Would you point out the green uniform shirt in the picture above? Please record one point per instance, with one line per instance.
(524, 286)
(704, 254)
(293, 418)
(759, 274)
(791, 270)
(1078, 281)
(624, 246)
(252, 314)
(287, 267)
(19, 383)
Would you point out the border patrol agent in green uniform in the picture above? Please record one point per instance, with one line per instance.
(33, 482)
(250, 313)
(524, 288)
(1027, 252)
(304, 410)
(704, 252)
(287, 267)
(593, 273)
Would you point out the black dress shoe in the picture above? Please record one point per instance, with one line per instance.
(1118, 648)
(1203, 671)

==

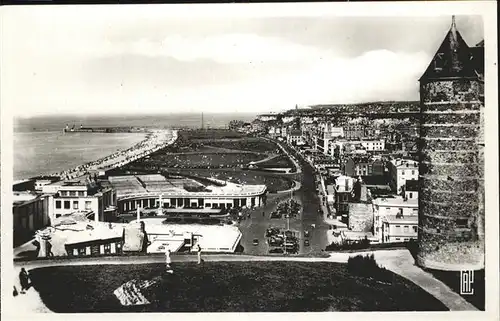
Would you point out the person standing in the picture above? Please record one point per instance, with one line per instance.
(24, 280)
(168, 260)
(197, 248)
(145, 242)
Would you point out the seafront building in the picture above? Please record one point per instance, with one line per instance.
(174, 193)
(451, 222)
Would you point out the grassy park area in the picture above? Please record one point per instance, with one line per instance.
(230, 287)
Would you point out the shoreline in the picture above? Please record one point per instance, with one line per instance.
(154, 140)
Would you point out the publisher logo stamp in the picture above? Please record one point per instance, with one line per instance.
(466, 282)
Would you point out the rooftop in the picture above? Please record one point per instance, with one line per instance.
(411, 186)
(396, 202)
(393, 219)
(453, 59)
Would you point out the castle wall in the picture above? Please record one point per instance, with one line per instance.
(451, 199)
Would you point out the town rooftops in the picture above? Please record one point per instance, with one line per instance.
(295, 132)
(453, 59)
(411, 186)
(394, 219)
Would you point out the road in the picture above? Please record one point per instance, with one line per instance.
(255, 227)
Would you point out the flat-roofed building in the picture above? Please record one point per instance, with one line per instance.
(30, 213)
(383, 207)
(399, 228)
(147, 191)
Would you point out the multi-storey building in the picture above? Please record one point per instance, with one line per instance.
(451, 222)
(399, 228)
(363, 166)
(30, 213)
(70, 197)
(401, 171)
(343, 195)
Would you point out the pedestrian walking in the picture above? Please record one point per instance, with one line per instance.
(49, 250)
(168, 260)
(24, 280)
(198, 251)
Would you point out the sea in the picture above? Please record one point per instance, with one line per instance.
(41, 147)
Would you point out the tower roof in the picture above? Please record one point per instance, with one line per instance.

* * *

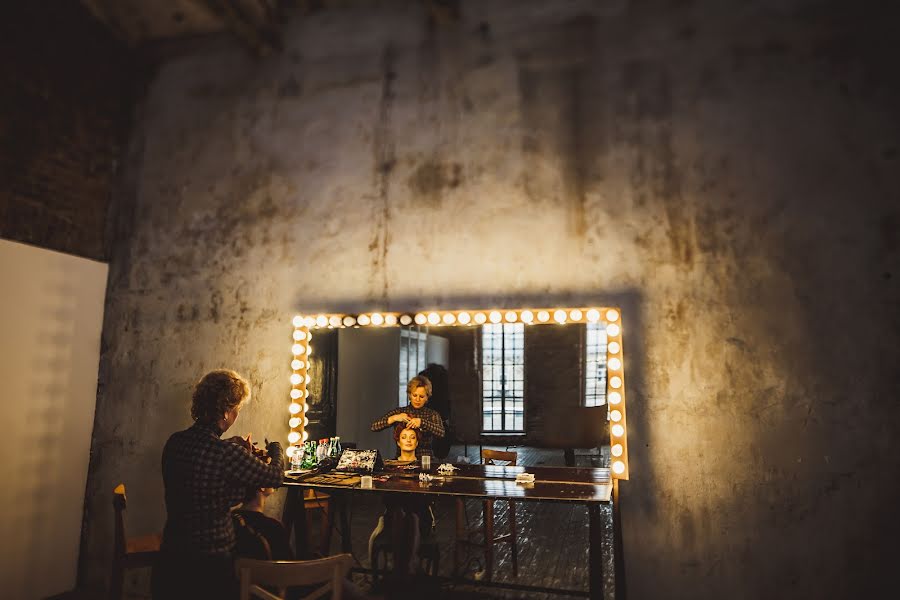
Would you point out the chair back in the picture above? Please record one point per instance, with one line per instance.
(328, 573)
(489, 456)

Work order: Everything above from the line containing "Would you point out the grassy" down to the line containing "Would you point out the tower" is to be transcribed exactly, with both of those lines included and nothing else added.

Answer for this exercise:
Would you point out the grassy park area in the picture above? Please record one point per instance, with one line per instance.
(230, 287)
Would you point out the shoreline in the picture above? Please record one point per instance, with one line per instance.
(154, 140)
Would you point out the publisher logo stamp in the picture above? Please record one point per instance, with one line per instance.
(466, 282)
Would you point out the rooftop in the picture above? Please record one point per instance, with one line per instance.
(411, 186)
(396, 202)
(393, 219)
(453, 59)
Would you point out the castle wall in the picture above? Please record one point per instance, with one line per instance.
(451, 199)
Would you point out the town rooftops in the picture above? Please record one point per instance, with one line per instance.
(295, 132)
(453, 59)
(411, 186)
(394, 219)
Would you point out the road in the picture above? Please record one point per instance, with one line per instance.
(255, 227)
Would you point out the flat-roofed building in the picture above? Please record one point per instance, with one line per instance.
(30, 213)
(383, 207)
(399, 228)
(147, 191)
Would you point out the multi-storey building in the picture above? Please record one point per instance, with one line per instance.
(451, 222)
(399, 228)
(363, 166)
(30, 213)
(70, 197)
(401, 171)
(343, 195)
Would you point out the pedestrian walking in the picture above? Please record one point per instance, with one line per instance.
(49, 250)
(168, 260)
(24, 280)
(198, 251)
Would you point out the sea in the picture above? Please record one point per instance, with one line per instance.
(41, 147)
Would you point out the tower roof in the picture above? Please record one point per instance, with one line per instance.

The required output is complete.